──────── Extracted text ────────

There was an unfamiliar feeling in Vaught-Hemingway Stadium in the Rebels’ 31-17 win over Arkansas on Saturday.
As the Rebel faithful cupped their hands together and yelled “O” on third downs, resulting in the Ole Miss defense swarming to swat down passes or swallow ball carriers in the backfield, fans all over the stadium felt a nostalgic excitement circa 2014.
That feeling that has been absent in Oxford in recent years comes from the memory of the famed Landshark defense, formerly feared by all offenses.
The defense hit rock bottom under the direction of Wesley McGriff in 2018, ranking close to the bottom of the FBS in almost every defensive category. This year, however, the Rebel defense has been a surprising strength in Ole Miss’s first two games of the season.
Ole Miss launched to No. 10 in the defensive SP+ rankings after the season-opening loss to Memphis and trended upwards to No. 8 after giving up only 10 points against Arkansas with the Razorbacks also scoring on a fumble recovery.
So what’s so different about the Ole Miss defense? The short answer is everything. Mike MacIntyre has completely transformed this side of the ball at every level with a mostly identical roster save a few impact newcomers in Lakia Henry and Sam Williams.
“I learned from Bill Parcells, knowledge equals confidence equal playing fast,” McIntyre said. “They have a great understanding of our defense and why we’re doing what we’re doing. That gives them great confidence and then they play faster.”

──────── Extracted records ────────

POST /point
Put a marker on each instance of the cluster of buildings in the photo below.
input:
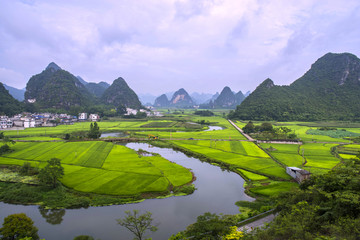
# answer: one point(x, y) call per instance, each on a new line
point(152, 112)
point(28, 120)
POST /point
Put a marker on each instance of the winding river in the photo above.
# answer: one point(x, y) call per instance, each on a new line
point(217, 191)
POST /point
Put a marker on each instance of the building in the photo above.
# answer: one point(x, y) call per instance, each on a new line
point(83, 116)
point(94, 117)
point(298, 174)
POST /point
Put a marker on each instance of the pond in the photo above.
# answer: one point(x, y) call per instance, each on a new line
point(217, 191)
point(114, 134)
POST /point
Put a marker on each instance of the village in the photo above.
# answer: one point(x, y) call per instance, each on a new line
point(31, 120)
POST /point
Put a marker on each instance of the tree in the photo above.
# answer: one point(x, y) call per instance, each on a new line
point(209, 226)
point(249, 127)
point(94, 132)
point(53, 171)
point(137, 224)
point(18, 226)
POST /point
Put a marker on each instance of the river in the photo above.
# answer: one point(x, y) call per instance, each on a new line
point(217, 191)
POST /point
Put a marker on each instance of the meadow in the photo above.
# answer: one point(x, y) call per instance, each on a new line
point(103, 168)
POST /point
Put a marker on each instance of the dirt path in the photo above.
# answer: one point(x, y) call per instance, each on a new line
point(258, 223)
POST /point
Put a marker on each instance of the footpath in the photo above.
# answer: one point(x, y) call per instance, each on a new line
point(258, 141)
point(257, 224)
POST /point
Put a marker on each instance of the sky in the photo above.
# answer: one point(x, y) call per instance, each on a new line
point(159, 46)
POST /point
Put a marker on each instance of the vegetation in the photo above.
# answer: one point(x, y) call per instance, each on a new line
point(57, 88)
point(137, 224)
point(103, 168)
point(94, 132)
point(119, 94)
point(9, 105)
point(323, 93)
point(18, 226)
point(51, 173)
point(326, 207)
point(208, 226)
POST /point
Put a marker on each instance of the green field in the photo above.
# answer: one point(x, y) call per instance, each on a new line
point(101, 167)
point(250, 157)
point(317, 156)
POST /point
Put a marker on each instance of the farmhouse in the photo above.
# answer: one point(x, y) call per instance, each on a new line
point(298, 174)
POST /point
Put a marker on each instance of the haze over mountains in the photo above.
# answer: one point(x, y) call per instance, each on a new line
point(329, 90)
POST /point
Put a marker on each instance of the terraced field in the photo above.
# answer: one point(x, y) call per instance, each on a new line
point(318, 156)
point(101, 167)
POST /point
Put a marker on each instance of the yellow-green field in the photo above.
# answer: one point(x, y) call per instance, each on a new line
point(101, 167)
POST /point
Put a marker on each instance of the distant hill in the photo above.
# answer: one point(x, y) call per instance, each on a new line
point(162, 101)
point(18, 94)
point(57, 88)
point(227, 99)
point(9, 106)
point(181, 99)
point(81, 80)
point(330, 90)
point(120, 94)
point(147, 98)
point(200, 98)
point(97, 89)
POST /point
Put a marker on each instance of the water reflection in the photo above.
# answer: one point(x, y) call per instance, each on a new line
point(52, 216)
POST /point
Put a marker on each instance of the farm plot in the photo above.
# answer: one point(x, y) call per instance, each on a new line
point(101, 167)
point(285, 153)
point(257, 164)
point(319, 155)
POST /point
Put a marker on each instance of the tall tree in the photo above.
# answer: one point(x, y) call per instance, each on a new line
point(137, 224)
point(53, 171)
point(18, 226)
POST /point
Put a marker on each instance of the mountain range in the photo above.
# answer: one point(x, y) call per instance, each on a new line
point(329, 90)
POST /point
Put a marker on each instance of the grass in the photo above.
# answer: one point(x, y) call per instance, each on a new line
point(103, 168)
point(258, 162)
point(272, 188)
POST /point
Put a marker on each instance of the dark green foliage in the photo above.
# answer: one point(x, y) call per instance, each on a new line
point(51, 173)
point(327, 205)
point(227, 99)
point(209, 226)
point(137, 224)
point(162, 101)
point(18, 94)
point(204, 113)
point(27, 170)
point(83, 237)
point(52, 216)
point(9, 105)
point(97, 89)
point(120, 94)
point(94, 131)
point(18, 226)
point(329, 90)
point(4, 149)
point(249, 128)
point(181, 99)
point(58, 89)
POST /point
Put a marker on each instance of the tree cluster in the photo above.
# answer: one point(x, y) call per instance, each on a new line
point(94, 131)
point(326, 207)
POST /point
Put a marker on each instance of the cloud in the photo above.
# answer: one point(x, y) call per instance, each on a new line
point(161, 45)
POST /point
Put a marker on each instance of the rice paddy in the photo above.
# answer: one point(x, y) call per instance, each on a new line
point(101, 167)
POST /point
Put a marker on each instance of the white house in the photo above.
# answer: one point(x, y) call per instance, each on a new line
point(130, 111)
point(94, 117)
point(298, 174)
point(83, 116)
point(29, 122)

────────

### Work to complete
[A] Repeat, word for word, the article on the Ole Miss defense from "There was an" to "excitement circa 2014.".
[B] Carry on the article about the Ole Miss defense, picking up after its final sentence.
The rows are separate from the article on the Ole Miss defense.

### Answers to this exercise
[A]
There was an unfamiliar feeling in Vaught-Hemingway Stadium in the Rebels’ 31-17 win over Arkansas on Saturday.
As the Rebel faithful cupped their hands together and yelled “O” on third downs, resulting in the Ole Miss defense swarming to swat down passes or swallow ball carriers in the backfield, fans all over the stadium felt a nostalgic excitement circa 2014.

[B]
The Rebels were solid along the line of scrimmage with Benito Jones, Ryder Anderson, Charles Wiley and Sam Williams against Arkansas. The pass rush has improved with Wiley and Williams both recording a sack and Qaadir Sheppard continuing to cause havoc in the backfield. Josiah Coatney has been active with 11 total tackles this season and Benito Jones has had a nose for the ball with eight total tackles and an interception.
The linebackers suffered a huge loss when defensive general Momo Sanogo went down with an ankle injury during a punt coverage in the first quarter last Saturday. The junior is expected to miss around 10 weeks after going into surgery this week.
“It is a big loss to us, not only as a player, but emotionally for the kids,” MacIntyre said. “The positive side of it is coach (Jeff) Koonz has done such a good job with our backups and Jacquez Jones was ready to go. We feel like Jaquez won’t be able to completely replace Momo in all that he does, but we definitely think he’s good enough to be an excellent inside backer for us.”
Jaquez Jones answered the call with nine totals against Arkansas. What was a glaring weakness for the squad has become a welcome surprise with Lakia Henry showing All-SEC potential in his first two games.
Perhaps the most intriguing start to the season belongs to cornerback Keidron Smith. The sophomore has been a menace on the outside, leading the team with 12 total tackles so far this year, including a tackle for loss and a pass breakup.
The defensive backs have played more aggressively as a whole with more disruptive breaks on short passes and screens, but MacIntyre sees room for improvement.
“We’re not playing as well in the secondary as I would like right now,” he said. “We gave up two or three plays we shouldn’t have. Playing the ball at the end of the route in the secondary and playing a little bit tighter coverage back there. So those are some areas we need to improve on.”
The Rebel defense’s perceived jump in development comes against two teams not particularly known for dynamic offense, but it’s apparent the Landsharks are simply playing with a new swagger.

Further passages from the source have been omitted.